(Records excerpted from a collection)

# # # #

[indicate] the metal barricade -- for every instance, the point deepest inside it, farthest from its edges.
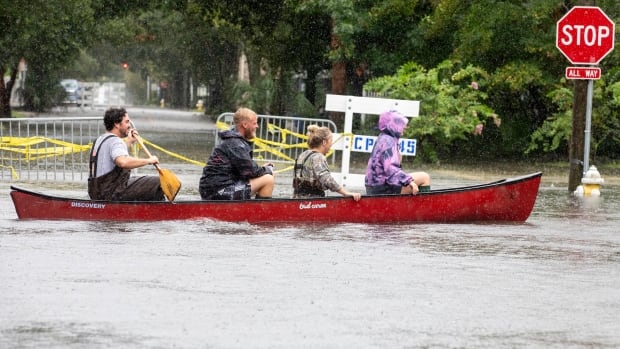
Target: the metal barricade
(47, 149)
(279, 139)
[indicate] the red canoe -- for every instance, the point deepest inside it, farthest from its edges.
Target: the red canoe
(507, 200)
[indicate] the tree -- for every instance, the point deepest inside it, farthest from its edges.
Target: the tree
(48, 35)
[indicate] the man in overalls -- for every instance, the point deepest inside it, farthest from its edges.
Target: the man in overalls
(110, 164)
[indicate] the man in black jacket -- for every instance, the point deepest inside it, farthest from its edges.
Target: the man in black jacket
(231, 173)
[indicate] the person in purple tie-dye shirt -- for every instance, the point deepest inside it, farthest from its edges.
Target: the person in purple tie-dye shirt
(384, 174)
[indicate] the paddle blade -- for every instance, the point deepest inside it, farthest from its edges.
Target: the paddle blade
(170, 184)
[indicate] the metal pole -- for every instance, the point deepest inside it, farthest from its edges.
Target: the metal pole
(586, 145)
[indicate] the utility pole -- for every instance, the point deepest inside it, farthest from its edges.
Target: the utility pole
(576, 143)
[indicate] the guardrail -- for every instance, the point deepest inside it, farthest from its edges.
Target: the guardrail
(47, 149)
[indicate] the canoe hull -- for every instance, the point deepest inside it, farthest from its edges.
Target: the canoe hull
(509, 200)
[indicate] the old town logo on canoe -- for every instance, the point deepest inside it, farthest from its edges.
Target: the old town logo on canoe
(310, 205)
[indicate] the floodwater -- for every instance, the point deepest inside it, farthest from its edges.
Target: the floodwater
(551, 282)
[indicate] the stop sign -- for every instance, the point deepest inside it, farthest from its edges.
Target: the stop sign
(585, 35)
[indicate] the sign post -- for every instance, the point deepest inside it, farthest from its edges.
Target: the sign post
(585, 35)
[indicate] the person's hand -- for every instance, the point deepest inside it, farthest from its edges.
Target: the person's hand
(269, 168)
(356, 196)
(132, 136)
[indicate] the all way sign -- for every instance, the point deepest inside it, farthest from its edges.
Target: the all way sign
(583, 73)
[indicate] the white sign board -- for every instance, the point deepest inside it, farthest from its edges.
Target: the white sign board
(364, 144)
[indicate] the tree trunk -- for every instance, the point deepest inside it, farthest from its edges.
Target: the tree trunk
(5, 93)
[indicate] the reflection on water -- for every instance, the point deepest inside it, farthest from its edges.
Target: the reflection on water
(550, 282)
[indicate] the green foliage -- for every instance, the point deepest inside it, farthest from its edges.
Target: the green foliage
(48, 35)
(556, 130)
(452, 101)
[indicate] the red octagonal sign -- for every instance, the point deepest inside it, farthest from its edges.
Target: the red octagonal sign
(585, 35)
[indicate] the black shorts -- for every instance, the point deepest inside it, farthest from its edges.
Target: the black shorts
(240, 190)
(384, 189)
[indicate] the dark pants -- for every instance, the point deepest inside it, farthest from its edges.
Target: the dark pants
(119, 186)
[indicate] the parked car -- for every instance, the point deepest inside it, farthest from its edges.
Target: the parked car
(72, 90)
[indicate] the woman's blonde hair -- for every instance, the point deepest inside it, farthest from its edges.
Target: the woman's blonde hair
(317, 134)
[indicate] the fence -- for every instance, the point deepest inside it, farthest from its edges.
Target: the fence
(47, 149)
(279, 139)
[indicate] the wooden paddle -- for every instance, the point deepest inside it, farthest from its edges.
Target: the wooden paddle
(169, 182)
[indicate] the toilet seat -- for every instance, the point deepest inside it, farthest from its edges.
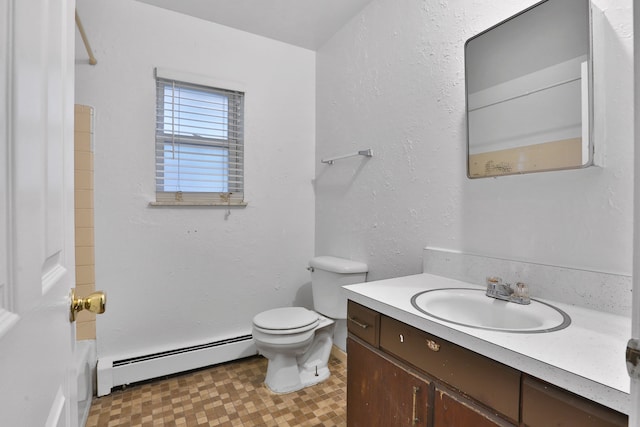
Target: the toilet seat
(286, 320)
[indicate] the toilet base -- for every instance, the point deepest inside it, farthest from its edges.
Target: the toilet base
(289, 371)
(287, 378)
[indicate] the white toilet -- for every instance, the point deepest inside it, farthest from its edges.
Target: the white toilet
(297, 341)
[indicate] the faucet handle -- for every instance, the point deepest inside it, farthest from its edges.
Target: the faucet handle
(493, 281)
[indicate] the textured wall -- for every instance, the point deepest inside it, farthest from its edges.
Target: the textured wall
(179, 276)
(393, 80)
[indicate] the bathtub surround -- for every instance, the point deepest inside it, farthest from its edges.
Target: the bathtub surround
(202, 272)
(393, 79)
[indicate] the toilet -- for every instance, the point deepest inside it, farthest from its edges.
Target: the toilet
(297, 341)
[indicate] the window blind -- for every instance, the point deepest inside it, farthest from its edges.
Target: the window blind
(199, 143)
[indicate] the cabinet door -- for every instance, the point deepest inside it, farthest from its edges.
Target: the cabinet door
(382, 393)
(452, 410)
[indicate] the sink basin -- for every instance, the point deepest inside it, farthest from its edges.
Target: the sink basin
(472, 308)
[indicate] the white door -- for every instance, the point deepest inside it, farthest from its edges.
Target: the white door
(37, 387)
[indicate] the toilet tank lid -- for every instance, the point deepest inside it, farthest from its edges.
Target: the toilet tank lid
(338, 265)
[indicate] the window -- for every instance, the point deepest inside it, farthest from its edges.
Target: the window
(199, 143)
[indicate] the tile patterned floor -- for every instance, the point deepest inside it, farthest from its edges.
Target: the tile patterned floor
(230, 394)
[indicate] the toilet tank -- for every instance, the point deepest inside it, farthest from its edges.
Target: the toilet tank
(328, 275)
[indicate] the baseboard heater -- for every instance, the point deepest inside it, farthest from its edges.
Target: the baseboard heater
(112, 373)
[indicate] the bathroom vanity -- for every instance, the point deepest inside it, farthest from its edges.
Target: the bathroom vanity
(405, 368)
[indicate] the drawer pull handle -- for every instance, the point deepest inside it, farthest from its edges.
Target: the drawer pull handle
(433, 346)
(357, 322)
(414, 418)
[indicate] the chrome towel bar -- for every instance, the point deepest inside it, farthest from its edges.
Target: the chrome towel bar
(367, 153)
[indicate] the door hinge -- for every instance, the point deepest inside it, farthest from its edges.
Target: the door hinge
(633, 358)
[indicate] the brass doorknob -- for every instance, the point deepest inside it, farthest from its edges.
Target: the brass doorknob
(95, 303)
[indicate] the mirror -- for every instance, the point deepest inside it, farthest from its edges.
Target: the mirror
(528, 89)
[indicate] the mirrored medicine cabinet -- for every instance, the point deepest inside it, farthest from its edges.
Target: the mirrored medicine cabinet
(529, 92)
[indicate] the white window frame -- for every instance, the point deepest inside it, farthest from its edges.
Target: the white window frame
(169, 190)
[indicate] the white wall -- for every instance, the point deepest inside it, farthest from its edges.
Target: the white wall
(178, 276)
(393, 80)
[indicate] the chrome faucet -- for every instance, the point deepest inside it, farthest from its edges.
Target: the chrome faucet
(503, 291)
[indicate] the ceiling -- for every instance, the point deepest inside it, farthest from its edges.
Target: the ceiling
(305, 23)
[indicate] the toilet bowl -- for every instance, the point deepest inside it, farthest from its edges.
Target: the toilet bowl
(297, 341)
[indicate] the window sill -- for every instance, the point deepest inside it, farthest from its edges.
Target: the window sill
(232, 204)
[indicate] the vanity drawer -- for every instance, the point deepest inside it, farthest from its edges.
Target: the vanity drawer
(485, 380)
(546, 405)
(363, 323)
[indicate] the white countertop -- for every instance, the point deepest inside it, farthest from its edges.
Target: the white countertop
(586, 358)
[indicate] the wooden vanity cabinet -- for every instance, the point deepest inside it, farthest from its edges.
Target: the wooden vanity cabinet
(363, 323)
(545, 405)
(451, 409)
(398, 375)
(495, 385)
(382, 393)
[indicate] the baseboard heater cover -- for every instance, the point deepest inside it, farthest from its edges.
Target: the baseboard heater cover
(113, 373)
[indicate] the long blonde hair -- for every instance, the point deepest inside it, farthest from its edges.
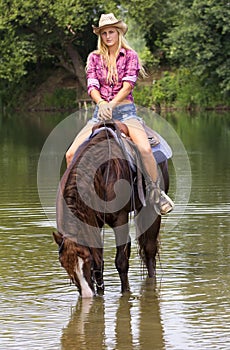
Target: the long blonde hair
(103, 51)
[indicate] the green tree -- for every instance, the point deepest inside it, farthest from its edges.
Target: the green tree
(34, 32)
(200, 40)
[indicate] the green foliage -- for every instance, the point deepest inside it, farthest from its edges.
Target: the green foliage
(191, 35)
(181, 89)
(200, 41)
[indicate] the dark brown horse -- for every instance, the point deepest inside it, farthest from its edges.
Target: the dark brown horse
(103, 184)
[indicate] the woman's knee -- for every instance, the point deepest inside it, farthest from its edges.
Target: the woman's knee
(145, 150)
(69, 156)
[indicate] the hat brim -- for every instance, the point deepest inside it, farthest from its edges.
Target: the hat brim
(120, 24)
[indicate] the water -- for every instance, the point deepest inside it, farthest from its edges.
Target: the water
(188, 308)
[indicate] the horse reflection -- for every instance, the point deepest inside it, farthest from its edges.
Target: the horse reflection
(134, 322)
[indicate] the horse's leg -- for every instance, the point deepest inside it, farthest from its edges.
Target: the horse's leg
(123, 244)
(98, 269)
(148, 240)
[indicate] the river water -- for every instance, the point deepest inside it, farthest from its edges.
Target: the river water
(187, 308)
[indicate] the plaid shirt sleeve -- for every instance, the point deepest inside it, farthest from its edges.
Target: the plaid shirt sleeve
(132, 67)
(92, 80)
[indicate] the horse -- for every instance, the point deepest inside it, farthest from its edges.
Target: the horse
(104, 183)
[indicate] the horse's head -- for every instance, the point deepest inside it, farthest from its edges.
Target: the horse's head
(77, 261)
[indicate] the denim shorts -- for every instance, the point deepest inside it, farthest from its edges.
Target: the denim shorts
(121, 113)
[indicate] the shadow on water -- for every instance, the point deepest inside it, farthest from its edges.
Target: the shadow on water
(135, 322)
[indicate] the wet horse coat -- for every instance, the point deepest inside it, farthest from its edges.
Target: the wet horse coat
(101, 187)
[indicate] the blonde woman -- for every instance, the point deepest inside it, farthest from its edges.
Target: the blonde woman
(112, 71)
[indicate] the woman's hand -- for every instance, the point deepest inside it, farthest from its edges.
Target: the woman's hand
(105, 110)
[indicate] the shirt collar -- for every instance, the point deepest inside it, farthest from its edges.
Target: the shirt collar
(122, 51)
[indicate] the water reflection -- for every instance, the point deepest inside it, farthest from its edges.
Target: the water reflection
(190, 306)
(126, 322)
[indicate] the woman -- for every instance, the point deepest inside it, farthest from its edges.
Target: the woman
(112, 71)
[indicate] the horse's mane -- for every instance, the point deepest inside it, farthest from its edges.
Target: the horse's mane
(97, 165)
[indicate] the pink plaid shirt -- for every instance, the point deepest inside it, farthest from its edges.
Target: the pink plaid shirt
(127, 68)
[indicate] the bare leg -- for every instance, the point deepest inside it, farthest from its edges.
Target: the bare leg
(138, 135)
(156, 196)
(81, 137)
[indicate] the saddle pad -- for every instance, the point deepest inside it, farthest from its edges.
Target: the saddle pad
(162, 150)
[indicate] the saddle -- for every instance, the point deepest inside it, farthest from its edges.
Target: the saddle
(160, 148)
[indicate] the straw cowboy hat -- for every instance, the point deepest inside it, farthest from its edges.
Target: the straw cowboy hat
(109, 20)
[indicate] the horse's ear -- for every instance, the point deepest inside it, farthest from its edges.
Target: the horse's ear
(58, 238)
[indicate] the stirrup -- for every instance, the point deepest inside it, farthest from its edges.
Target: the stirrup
(166, 204)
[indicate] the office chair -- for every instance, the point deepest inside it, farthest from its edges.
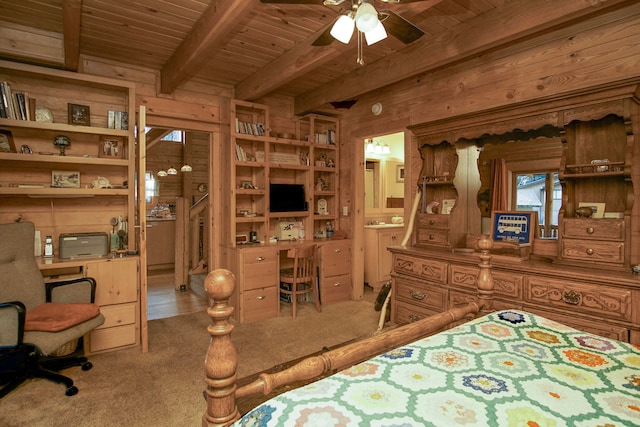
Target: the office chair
(301, 279)
(36, 320)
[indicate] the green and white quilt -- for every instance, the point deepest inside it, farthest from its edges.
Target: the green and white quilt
(509, 368)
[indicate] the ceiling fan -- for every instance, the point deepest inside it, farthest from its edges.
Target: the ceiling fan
(366, 19)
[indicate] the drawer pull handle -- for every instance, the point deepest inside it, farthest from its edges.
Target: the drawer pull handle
(571, 297)
(417, 295)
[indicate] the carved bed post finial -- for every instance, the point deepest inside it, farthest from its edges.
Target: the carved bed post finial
(221, 361)
(485, 279)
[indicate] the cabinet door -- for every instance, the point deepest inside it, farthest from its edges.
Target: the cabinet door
(116, 280)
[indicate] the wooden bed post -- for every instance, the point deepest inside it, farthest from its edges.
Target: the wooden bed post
(485, 278)
(221, 362)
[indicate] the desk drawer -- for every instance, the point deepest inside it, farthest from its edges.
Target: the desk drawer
(258, 304)
(335, 288)
(582, 298)
(423, 268)
(118, 315)
(418, 294)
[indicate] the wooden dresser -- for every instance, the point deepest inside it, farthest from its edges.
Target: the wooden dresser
(602, 302)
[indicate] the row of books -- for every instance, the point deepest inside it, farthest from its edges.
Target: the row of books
(249, 128)
(16, 105)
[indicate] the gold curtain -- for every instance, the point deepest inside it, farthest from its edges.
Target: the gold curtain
(499, 185)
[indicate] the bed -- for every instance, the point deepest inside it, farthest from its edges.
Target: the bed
(503, 368)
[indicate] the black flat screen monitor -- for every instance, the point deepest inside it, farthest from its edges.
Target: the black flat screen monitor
(287, 198)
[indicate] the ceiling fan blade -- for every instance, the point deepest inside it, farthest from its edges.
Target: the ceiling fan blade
(400, 28)
(318, 2)
(324, 39)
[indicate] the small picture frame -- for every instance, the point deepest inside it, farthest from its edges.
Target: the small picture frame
(111, 147)
(400, 173)
(597, 208)
(513, 227)
(6, 142)
(79, 114)
(65, 179)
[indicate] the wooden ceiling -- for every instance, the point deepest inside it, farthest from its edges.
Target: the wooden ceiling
(260, 49)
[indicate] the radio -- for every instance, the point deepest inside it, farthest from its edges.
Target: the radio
(80, 245)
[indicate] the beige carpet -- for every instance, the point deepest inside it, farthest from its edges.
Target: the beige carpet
(164, 387)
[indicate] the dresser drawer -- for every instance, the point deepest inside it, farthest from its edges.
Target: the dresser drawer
(406, 313)
(432, 236)
(611, 303)
(258, 304)
(597, 229)
(423, 268)
(414, 292)
(593, 250)
(109, 338)
(335, 289)
(505, 284)
(429, 221)
(118, 315)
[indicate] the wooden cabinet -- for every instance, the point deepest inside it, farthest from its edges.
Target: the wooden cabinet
(597, 301)
(83, 189)
(258, 158)
(596, 172)
(335, 271)
(118, 295)
(377, 258)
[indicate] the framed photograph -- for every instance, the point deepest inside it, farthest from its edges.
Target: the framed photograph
(79, 114)
(6, 142)
(513, 227)
(111, 147)
(597, 208)
(400, 173)
(65, 179)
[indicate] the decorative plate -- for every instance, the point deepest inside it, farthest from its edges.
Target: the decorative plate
(44, 115)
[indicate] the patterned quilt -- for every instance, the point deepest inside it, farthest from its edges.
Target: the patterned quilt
(509, 368)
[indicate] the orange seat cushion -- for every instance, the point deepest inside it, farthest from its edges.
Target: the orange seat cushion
(55, 317)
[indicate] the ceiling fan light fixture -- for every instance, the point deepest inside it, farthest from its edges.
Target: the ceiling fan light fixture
(375, 35)
(342, 30)
(366, 17)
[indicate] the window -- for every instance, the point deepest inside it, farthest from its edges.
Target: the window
(540, 192)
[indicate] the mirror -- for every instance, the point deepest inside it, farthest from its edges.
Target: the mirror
(384, 173)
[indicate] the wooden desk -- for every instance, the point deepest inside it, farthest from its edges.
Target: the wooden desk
(257, 271)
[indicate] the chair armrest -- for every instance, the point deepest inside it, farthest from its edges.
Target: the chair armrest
(72, 291)
(12, 320)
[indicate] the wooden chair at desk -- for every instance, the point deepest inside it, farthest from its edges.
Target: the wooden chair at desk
(302, 278)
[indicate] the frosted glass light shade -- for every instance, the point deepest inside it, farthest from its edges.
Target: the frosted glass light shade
(342, 30)
(366, 17)
(374, 36)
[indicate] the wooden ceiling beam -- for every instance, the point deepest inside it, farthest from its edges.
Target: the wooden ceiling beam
(212, 31)
(71, 20)
(517, 19)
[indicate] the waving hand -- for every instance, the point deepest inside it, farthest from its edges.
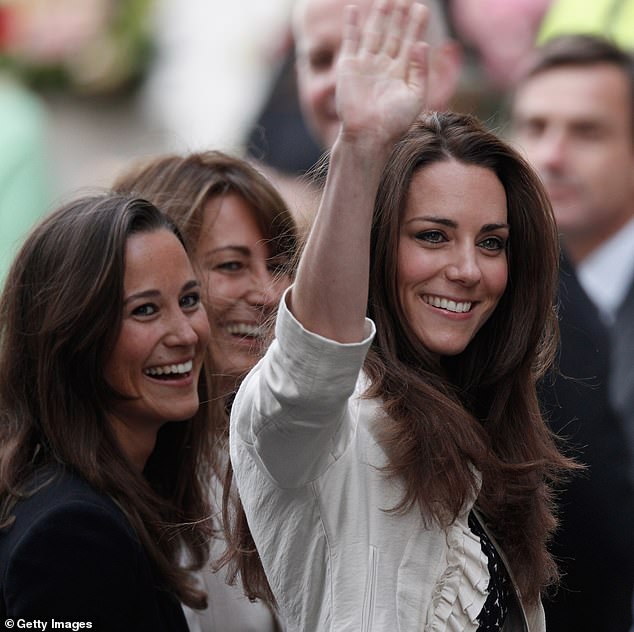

# # # #

HOW TO COMPLETE THIS TASK:
In the records above, take every line from the opening one through the line with "[indicate] the paddle" and repeat it exactly; pictures are not part of the copy.

SOLVED EXERCISE:
[indicate] the metal barricade -- for every instance, the point deepest inside it, farthest from its edges.
Target: the metal barricade
(47, 149)
(279, 139)
[indicate] the red canoe -- for every instance, the point deepest inside it, farthest from its edges.
Target: the red canoe
(507, 200)
[indicate] the tree -- for every instance, the point deepest inside it, farthest from its edges.
Target: the tree
(48, 35)
[indicate] the man in overalls -- for every instance, the point deepest inside it, farthest from its edges.
Target: the man in overalls
(110, 164)
[indicate] the man in black jacket -- for every instance, the point deepest inside it, farthest from its edges.
Target: the man in black jacket
(231, 173)
[indicate] the person in purple tie-dye shirt -- for every instance, the point deepest inside it, farthest from its edges.
Target: the person in purple tie-dye shirt
(384, 174)
[indicate] the paddle blade -- for every instance, the point deepest inside it, farthest from its edges.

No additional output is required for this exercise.